Each line of the material below should be reproduced exactly.

◇ ◇ ◇

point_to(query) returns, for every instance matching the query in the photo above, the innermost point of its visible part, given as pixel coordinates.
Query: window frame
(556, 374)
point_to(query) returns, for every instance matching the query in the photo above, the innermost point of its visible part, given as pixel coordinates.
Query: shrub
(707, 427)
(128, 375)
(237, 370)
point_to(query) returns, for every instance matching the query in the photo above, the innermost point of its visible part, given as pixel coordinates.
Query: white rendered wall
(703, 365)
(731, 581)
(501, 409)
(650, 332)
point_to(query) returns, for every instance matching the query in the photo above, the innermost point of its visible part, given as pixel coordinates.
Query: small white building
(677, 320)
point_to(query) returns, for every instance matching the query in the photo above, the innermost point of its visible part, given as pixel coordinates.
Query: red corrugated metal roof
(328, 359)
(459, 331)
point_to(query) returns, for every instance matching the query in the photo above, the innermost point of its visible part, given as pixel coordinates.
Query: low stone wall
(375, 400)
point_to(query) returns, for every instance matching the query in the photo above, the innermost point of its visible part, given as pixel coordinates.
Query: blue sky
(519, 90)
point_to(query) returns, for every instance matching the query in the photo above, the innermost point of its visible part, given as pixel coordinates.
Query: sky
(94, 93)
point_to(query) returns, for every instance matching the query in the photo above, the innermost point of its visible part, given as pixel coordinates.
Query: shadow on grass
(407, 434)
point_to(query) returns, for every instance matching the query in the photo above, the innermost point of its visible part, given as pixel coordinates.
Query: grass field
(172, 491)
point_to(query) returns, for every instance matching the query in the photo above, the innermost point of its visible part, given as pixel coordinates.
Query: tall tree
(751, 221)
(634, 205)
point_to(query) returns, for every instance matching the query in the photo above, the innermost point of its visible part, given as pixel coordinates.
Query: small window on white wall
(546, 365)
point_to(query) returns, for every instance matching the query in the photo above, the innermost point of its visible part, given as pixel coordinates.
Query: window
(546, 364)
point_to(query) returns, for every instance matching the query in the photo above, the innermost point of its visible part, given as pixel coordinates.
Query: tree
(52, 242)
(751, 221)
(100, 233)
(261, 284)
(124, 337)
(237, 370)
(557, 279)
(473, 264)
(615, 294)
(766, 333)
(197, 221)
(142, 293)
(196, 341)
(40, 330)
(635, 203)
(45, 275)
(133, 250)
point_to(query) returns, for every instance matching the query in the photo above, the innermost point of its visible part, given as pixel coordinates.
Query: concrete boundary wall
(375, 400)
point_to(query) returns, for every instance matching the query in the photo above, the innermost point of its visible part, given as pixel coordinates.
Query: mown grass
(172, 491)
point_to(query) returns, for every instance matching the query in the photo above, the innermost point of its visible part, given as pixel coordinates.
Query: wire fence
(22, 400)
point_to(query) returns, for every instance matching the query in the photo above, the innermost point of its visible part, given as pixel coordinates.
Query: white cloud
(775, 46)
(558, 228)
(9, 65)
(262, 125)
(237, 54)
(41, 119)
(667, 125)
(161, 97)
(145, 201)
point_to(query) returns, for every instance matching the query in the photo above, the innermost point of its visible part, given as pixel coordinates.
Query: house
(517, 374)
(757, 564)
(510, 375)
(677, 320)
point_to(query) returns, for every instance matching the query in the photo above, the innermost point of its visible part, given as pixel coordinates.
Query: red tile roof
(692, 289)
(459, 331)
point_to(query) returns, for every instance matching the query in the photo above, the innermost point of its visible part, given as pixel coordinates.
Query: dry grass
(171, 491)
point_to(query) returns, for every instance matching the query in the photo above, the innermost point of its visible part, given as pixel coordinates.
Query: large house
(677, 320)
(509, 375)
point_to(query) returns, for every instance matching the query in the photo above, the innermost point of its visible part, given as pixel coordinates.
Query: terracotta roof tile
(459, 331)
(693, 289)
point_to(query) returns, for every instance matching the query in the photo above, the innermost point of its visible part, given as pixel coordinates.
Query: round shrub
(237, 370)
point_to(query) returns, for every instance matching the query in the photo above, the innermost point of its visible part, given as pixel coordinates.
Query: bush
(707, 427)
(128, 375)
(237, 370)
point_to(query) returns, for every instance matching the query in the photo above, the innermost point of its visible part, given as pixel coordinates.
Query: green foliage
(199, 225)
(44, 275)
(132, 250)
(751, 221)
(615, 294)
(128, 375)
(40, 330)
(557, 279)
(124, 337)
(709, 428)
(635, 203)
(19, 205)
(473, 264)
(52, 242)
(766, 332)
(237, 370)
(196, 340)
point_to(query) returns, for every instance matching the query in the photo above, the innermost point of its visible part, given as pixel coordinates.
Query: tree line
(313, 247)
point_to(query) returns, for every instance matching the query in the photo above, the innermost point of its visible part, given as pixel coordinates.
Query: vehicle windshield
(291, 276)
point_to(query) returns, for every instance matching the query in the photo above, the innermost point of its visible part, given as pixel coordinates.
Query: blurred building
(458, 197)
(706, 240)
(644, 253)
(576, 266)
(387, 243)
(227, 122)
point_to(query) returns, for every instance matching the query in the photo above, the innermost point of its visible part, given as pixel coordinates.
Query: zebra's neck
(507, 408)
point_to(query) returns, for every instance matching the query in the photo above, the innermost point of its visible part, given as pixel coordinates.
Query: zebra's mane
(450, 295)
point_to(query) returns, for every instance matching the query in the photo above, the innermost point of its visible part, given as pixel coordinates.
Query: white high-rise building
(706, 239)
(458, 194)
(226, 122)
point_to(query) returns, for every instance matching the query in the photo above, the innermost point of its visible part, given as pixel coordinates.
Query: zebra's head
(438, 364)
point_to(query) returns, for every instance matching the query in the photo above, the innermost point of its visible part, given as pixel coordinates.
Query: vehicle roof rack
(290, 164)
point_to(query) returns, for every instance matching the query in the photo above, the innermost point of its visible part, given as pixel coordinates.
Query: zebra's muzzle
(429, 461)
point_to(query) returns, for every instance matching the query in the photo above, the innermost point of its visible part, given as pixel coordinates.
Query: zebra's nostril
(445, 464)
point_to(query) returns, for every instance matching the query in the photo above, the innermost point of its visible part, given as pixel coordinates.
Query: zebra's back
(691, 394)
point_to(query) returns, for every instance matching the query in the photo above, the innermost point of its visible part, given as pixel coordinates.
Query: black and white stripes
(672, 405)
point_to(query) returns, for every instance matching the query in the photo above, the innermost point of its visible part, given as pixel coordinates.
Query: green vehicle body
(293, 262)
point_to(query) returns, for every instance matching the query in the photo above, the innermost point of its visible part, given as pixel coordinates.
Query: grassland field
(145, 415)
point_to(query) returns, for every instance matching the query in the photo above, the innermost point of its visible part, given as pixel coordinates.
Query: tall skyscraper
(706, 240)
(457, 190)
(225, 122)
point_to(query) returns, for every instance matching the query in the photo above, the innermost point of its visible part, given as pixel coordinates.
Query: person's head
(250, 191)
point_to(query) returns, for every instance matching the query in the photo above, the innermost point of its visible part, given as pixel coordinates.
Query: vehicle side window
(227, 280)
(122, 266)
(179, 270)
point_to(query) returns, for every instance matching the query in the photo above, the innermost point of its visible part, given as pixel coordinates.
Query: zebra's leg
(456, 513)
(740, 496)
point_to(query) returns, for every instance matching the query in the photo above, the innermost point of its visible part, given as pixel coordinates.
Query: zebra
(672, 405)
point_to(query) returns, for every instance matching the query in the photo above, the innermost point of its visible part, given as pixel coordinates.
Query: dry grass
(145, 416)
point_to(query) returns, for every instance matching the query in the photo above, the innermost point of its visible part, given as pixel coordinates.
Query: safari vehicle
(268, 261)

◇ ◇ ◇

## The answer
point_to(query) returns, for every instance matching the query in the photo above, the innermost point of its visible part, given as pixel coordinates.
Query: window frame
(556, 374)
point_to(query) returns, for every instance matching the query in the photo above, the innermost point of its visible part, given as pixel coordinates.
Query: shrub
(707, 427)
(128, 375)
(237, 370)
point_to(query) returns, for every instance matching the query in the photo above, the innermost point of its visible part, given as pixel coordinates.
Query: white rendered wall
(703, 365)
(731, 581)
(501, 409)
(650, 332)
point_to(query) returns, for every instance matching the query in the photo above, the innermost point of its visible part, given as pixel coordinates.
Query: small white building
(677, 320)
point_to(query) returns, for every instance matching the query in the photo above, the innermost point of its visible part, given as pixel coordinates.
Query: red corrugated metal roof
(328, 359)
(459, 331)
point_to(query) returns, for every instance matching the query in the photo above, the innermost point of its visible part, given as pixel coordinates.
Query: low stone wall
(375, 400)
point_to(query) returns, for every instance matching the query in the photo above, the innermost point of its visible part, given as pixel coordinates.
Query: blue sky
(519, 90)
point_to(query) returns, for every instance matching the query in the photo above, the innermost point of its visible part, given as pixel coordinates.
Query: sky
(94, 93)
point_to(query) returns, for every instance matching the query in the photo above, the innermost point of its visible part, given as pixel coordinates.
Query: shadow on grass
(407, 434)
point_to(query) returns, for every instance matching the query in the photo above, the innermost point of its visible part, given as pixel coordinates.
Query: grass field
(172, 491)
point_to(query) returns, for every instance matching the query in the photo above, the innermost point of its visible part, given as pixel coordinates.
Query: tall tree
(751, 221)
(634, 205)
point_to(query) returns, for every instance matching the query in the photo above, the innermost point of its visible part, given as pixel coordinates.
Query: small window on white wall
(546, 365)
point_to(query) returns, for every instance matching the query in the photo above, the innermost point of its visible part, given as pixel coordinates.
Query: window
(546, 364)
point_to(query) returns, for every instance matching the query in the photo above, the innermost point of its visible part, given as pixel coordinates.
Query: tree
(52, 242)
(751, 221)
(100, 233)
(261, 284)
(124, 337)
(237, 370)
(557, 279)
(473, 264)
(615, 294)
(766, 333)
(197, 221)
(142, 293)
(196, 341)
(40, 330)
(635, 203)
(45, 275)
(133, 250)
point_to(query) returns, for every instance matching the query in the photo above, the innermost point of its visible part, given as pixel coordinates.
Query: concrete boundary wall
(375, 400)
point_to(query) returns, for every instance matching the query in the photo above, the innermost point of its visible part, given as pixel coordinates.
Query: mown grass
(172, 491)
point_to(query) returns, for every instance matching the query in the photo above, the innermost point of its visible part, given as pixel coordinates.
Query: wire fence
(22, 400)
point_to(query) returns, for every instance matching the query in the photo above, the innermost point of its visible part, given as pixel coordinates.
Query: white cloud
(775, 46)
(558, 228)
(9, 65)
(262, 125)
(237, 54)
(41, 119)
(667, 125)
(161, 97)
(145, 201)
point_to(query) returns, for every instance matching the query in the photo above, the innermost point of its visible part, given as pixel coordinates.
Query: house
(517, 374)
(757, 564)
(510, 375)
(677, 320)
point_to(query) returns, for every instance matching the query in the photo above, the innermost point of its visible part, given as pixel coordinates.
Query: red tile roof
(692, 289)
(459, 331)
point_to(query) returns, for every instance matching the query in the photo above, the innermost point of its visible part, given as pixel coordinates.
Query: dry grass
(171, 491)
point_to(query) returns, for every instance matching the query in the photo above, the innermost point of its visible part, given as pixel coordinates.
Query: large house
(677, 320)
(509, 375)
point_to(query) returns, for every instance matching the query in the photo above, the innermost point of its visible part, given as pixel coordinates.
Query: terracotta roof tile
(459, 331)
(693, 289)
point_to(query) returns, for every instance matching the query in the photo above, the innermost point of its visible part, given as pixel coordinates.
Query: round shrub
(237, 370)
point_to(query) returns, for every instance matching the query in the photo above, the innermost point of its visible part, given as pixel coordinates.
Query: bush
(707, 427)
(128, 375)
(237, 370)
point_to(query) returns, for every instance matching the query in the photo above, the innermost point of its visible part, given as pixel coordinates.
Query: green foliage
(199, 225)
(44, 275)
(132, 250)
(751, 221)
(615, 294)
(128, 375)
(40, 330)
(557, 279)
(124, 337)
(709, 428)
(635, 203)
(19, 205)
(473, 264)
(52, 242)
(766, 332)
(237, 370)
(196, 340)
point_to(query) returns, for every instance matching the query in the photo above, the innermost point of its visible part, given as pixel coordinates.
Query: tree line
(313, 247)
point_to(query) returns, for every instance matching the query in the photo above, the innermost point of its visible part, given as pixel coordinates.
Query: vehicle windshield
(291, 276)
point_to(query) returns, for every instance matching the query in the photo above, the innermost point of its visible part, given as pixel coordinates.
Query: blurred building
(458, 197)
(706, 240)
(644, 253)
(576, 266)
(387, 243)
(227, 122)
point_to(query) returns, for every instance matching the query in the photo above, the innermost point of its visible part, given as pixel coordinates.
Query: zebra's neck
(507, 408)
point_to(query) returns, for every instance matching the query in the photo above, the innermost point of its visible part, given as pixel coordinates.
Query: zebra's mane
(450, 295)
point_to(query) returns, for every instance matching the query in the photo above, the innermost point of its visible part, given as pixel coordinates.
Query: white high-rise building
(706, 239)
(458, 194)
(226, 122)
point_to(query) returns, for every instance matching the query in the photo above, the innermost point of its visible part, given as pixel coordinates.
Query: zebra's head
(438, 364)
point_to(query) returns, for every instance matching the query in the photo above, the innermost point of its visible part, given as pixel coordinates.
Query: vehicle roof rack
(290, 164)
point_to(query) returns, for every instance matching the query in the photo above, the innermost point of its visible part, given as pixel coordinates.
Query: zebra's muzzle
(429, 461)
point_to(query) returns, for every instance matching the query in the photo above, the innermost point of its visible part, given as pixel coordinates.
Query: zebra's nostril
(445, 464)
point_to(query) returns, for every instance matching the query in the photo above, the innermost point of its visible part, given as pixel coordinates.
Query: zebra's back
(691, 394)
point_to(query) returns, for every instance matching the query in the photo above, the innermost point of its visible part, given as pixel coordinates.
Query: black and white stripes
(672, 405)
point_to(query) returns, for every instance matching the query in the photo above, the innermost point of its visible part, given as pixel coordinates.
Query: green vehicle body
(293, 262)
point_to(query) returns, for every instance matching the query in the photo above, the innermost point of its visible part, given as pixel coordinates.
Query: grassland field
(145, 415)
point_to(query) returns, for every instance matching the query in the photo above, the innermost point of its visible part, given as pixel coordinates.
Query: tall skyscraper
(706, 240)
(457, 190)
(225, 122)
point_to(query) returns, for every instance matching the query in the photo above, the innermost point of its visible part, given as pixel coordinates.
Query: person's head
(250, 191)
point_to(query) returns, for every instance matching the query in the photo above, the innermost point of its visible part, given as pixel coordinates.
Query: vehicle side window
(227, 280)
(122, 266)
(179, 270)
point_to(query) returns, for every instance matching the query in the photo above, the innermost point of its visible part, given as pixel coordinates.
Query: zebra's leg
(456, 513)
(740, 496)
point_to(query) returns, for every instance matching the query in the photo above, the innermost point of its visible part, given as pixel coordinates.
Query: zebra
(672, 405)
point_to(query) returns, for every instance matching the query in the photo above, the innermost point of its visible part, given as pixel coordinates.
Query: dry grass
(145, 416)
point_to(query) returns, for every instance matching the query in the photo above, the innermost point of its visible part, given as pixel coordinates.
Query: safari vehicle
(268, 261)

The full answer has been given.